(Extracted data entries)
━━━━━━━━━━━━━━━━━━━━

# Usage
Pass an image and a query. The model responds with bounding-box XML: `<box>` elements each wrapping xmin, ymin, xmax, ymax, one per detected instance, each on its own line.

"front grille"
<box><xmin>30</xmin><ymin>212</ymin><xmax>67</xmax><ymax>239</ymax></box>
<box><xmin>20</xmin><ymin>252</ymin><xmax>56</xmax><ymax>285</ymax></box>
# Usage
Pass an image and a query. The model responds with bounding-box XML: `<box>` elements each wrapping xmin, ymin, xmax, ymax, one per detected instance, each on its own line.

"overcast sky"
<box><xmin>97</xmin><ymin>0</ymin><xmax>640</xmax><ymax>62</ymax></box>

━━━━━━━━━━━━━━━━━━━━

Your instructions.
Rewrite all the records above as a JSON list of strings with one string for each line. Omit blank lines.

Exercise answer.
[
  "# Usage",
  "Pass an image and a query. The model responds with bounding-box XML: `<box>` elements each wrapping xmin, ymin, xmax, ymax, one per detected instance, each on its own line.",
  "\"front grille\"",
  "<box><xmin>30</xmin><ymin>212</ymin><xmax>67</xmax><ymax>239</ymax></box>",
  "<box><xmin>20</xmin><ymin>252</ymin><xmax>56</xmax><ymax>285</ymax></box>",
  "# Usage",
  "Pass an image and a query. The model responds with bounding-box XML: `<box>` elements each wrapping xmin, ymin, xmax, ymax, one per detected instance, each on its own line.",
  "\"overcast sky\"",
  "<box><xmin>97</xmin><ymin>0</ymin><xmax>640</xmax><ymax>62</ymax></box>"
]